Saved data entries
****************************************

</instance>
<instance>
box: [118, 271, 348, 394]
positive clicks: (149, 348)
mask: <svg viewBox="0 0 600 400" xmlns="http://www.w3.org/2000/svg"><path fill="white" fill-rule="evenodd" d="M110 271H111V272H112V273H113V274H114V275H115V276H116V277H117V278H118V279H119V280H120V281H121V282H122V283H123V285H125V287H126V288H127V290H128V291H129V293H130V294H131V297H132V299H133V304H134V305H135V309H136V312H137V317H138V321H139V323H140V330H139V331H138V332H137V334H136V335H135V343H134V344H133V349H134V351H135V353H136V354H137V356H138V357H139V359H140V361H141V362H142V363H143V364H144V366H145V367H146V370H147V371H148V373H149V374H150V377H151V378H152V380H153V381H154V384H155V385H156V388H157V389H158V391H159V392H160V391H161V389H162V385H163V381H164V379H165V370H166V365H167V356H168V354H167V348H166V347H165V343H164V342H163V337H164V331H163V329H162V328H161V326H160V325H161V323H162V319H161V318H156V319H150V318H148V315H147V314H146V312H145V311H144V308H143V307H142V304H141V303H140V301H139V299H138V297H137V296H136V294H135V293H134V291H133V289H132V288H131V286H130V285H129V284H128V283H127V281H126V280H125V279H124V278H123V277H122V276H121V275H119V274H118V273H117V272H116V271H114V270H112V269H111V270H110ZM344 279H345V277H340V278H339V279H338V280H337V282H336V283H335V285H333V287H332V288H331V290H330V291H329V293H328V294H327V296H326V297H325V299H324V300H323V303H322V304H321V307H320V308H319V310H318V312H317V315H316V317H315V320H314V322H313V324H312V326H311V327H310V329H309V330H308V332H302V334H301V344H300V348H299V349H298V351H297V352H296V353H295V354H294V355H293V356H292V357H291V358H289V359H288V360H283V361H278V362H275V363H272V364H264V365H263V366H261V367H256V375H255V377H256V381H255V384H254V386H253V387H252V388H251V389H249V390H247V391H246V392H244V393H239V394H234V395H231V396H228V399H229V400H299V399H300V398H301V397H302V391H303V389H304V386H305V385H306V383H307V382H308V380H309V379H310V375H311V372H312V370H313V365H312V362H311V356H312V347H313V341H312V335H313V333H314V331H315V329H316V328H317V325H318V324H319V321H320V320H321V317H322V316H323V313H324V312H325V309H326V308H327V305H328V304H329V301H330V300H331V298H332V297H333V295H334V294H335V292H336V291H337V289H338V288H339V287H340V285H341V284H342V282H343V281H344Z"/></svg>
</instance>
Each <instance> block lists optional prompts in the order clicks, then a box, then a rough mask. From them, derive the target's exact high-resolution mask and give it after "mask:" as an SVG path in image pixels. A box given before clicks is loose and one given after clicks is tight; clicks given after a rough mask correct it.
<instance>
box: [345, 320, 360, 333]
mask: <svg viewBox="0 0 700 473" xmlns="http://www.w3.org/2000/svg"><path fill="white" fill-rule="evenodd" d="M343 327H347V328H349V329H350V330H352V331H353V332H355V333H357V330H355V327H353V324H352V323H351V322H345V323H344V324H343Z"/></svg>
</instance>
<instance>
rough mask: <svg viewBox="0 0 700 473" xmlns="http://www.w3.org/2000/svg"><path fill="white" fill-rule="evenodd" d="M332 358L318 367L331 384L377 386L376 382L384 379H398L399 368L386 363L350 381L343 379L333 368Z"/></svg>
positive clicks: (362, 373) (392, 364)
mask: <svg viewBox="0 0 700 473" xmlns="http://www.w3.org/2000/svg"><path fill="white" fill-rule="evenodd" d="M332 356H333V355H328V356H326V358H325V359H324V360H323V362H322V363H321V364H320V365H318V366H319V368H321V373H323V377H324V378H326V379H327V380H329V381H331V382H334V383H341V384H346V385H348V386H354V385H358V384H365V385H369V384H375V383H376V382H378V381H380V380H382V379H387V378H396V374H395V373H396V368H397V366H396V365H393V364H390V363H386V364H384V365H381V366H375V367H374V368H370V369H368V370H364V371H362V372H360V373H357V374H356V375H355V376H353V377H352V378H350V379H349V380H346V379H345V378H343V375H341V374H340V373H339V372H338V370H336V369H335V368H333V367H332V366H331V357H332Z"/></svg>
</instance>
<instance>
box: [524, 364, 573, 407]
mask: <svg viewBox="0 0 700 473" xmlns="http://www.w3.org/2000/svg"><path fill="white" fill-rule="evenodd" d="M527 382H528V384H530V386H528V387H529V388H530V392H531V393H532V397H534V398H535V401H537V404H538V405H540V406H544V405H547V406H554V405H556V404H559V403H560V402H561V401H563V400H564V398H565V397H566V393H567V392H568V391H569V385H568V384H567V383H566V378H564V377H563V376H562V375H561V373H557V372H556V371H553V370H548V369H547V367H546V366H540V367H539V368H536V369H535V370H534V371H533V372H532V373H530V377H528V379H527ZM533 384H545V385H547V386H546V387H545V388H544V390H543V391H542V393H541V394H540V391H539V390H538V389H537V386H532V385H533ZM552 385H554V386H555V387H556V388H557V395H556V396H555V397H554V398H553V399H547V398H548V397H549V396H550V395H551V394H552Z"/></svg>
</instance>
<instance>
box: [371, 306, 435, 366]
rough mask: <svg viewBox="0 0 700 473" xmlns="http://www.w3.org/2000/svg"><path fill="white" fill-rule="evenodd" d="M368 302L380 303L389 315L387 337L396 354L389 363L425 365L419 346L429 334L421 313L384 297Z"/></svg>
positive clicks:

****************************************

How many lines of the listing above contain the string "clicks"? Reply with the number alone.

4